TASK LIST
- A) Answer these questions using the science-learning booklet text:
(i) What are the two sections of the booklet?
(ii) Which insect is named in the example task of finding a flying speed?
(iii) Instead of the categorization of the sciences, what does the booklet say the child should learn as the essence of science and research?
- B) Write the next part of the science-learning booklet text, starting after its last line, "How can I teach my child to count?"

TEXT UNDER STUDY
This booklet includes some guidelines on inquiry-based science learning known also as learning by doing. It is prepared by a number of life experienced educators and educationist. Its aim is to evoke the maximum
potential of the child capacity to understand the world, implant creativity and acquire the necessary skills for problem solving, encouraging the child to use whatever available material to produce a product or solve a
IBSE experiments and exercises
In this booklet we have included examples of experiments and exercises, ranging from the simple to the complicated, examples intended to postulate the possibilities of IBSE and it is by no means the most comprehensive or exhaustive. You may add as much as possible from other available sources, local games etc.. the aim is to make the process of learning appealing and enjoyable, through games, experiments or visual materials.
Children and problem solving
Humans are hardwired to imitate and create meaningful ordered stuff, having this in mind you should not discard any produce of the child, discuss and see his point of view on what he/she attempted. Children have different perspectives in problem solving. Concepts come later in childhood; for instance numbers a mere abstraction in describing objects may not be known yet for a child when beginning these exercises. However a child will know how to count and do basic processes from very early on. At this digital age children deals with keyboards and informatics intermediates most spontaneously.
The booklet is two sections: an elementary preschool section in which the child goes through the simplest tasks a child can perform and a section for primary school where the child could associate tasks and exercises to concepts and writing systems and numbers. For example a task where the child could find the flying speed of a locust or an insect of abundance within the child environment. In this experiment the child will be exposed to the body parts of a living object where she\he could describe and draw the parts of the insect, appreciate the symmetry in nature, in addition to understanding the meaning of a pests then understand how to count a speed of a flying object and take measures.
How to teach science to children
Don't worry much about the categorization of the Sciences (physics..chemistry..biogy). As the boundaries are already blurred between the scientific domains, the child should instead learn the essence of science and research: to observe, record, analyze and generalize, employing tools, (e.g. math, drawing etc..). The booklet hopes to stress the oneness of our cosmos and its laws at an early stage. The example of the concept of building blocks, in physics, chemistry and biology and energy as state of matter and life driving force.
How can I teach my child to count?

Records from a data source:
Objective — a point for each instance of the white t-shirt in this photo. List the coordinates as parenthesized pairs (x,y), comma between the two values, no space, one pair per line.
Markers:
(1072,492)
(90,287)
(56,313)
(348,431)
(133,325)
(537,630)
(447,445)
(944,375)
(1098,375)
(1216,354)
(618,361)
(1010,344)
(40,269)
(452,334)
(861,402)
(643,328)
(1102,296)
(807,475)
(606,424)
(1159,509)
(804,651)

--

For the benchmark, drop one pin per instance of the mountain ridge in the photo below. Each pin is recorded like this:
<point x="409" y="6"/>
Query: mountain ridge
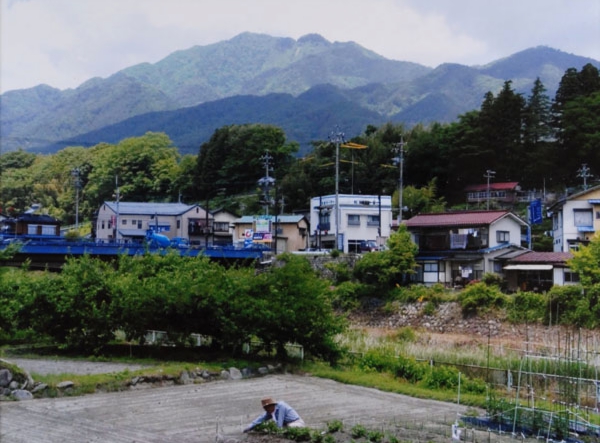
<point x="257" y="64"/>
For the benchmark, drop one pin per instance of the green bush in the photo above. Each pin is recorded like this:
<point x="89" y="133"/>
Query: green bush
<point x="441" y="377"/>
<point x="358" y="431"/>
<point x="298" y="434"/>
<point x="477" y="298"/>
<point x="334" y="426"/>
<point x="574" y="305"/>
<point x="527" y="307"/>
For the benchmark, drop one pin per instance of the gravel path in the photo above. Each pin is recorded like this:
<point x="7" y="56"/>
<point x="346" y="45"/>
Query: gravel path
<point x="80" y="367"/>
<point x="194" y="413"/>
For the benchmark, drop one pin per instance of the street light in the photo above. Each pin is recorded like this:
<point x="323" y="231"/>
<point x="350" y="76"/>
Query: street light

EXERCISE RESPONSES
- A)
(i) An elementary preschool section and a section for primary school.
(ii) A locust.
(iii) To observe, record, analyze and generalize, employing tools such as math and drawing.

- B)
Another example is in section A on using of matches to form geometrical shapes animate or inanimate like shapes could also be used to introduce basic arithmetic (counting) e.g associate between number of sticks and the shape the child is able to form. Matches are available everywhere but if unused could be a potential sources of hazard to the child always use already burnt sticks or the children could be asked to collect used matches as a recycling exercise.
How can kids respect the earth?
The future relationship with the immediate and global environment is decided at this stage of the child life where she/he will learn how to behave respectfully towards nature and natural resources. Children at a later stage may become relatively more aware of the plight and threats within and against the earth environment, and some of the experiments you will find in this booklet will help establish behavioral traits that will last a life time.
As the materials for the experiment/produce could be anything from the surrounding (these could be normal daily waste, or broken machinery), this should encourage waste management culture and recycling. For that later age (B) we have included «Almudawana» a brilliant relic of a glorious educational past. It was introduced during early classes of primary school (and see no reason not to have it even earlier) and the children were asked to observe and record their surrounding, plants or weather condition and draw maps. We see no reason also why this experimented cannot be reincarnated in a digitized form. Cameras are now available everywhere on mobile phones, children could go into an endless observation and recording spree in such pursuit.
About this IBSE booklet
Produced by the Sudanese National Academy of Sciences through a project funded by the InterAcademy Partnership (IAP) and in collaboration with the Ethiopian Academy of Sciences, this booklet provides guidelines on inquiry-based science education (IBSE) for teachers and parents. It also introduces a series of 'hands-on' experiments for primary-school aged children that can be carried out using materials that are cheap and locally-available in the two partnering countries.
Promoting IBSE is a major goal of the IAP Science Education Programme.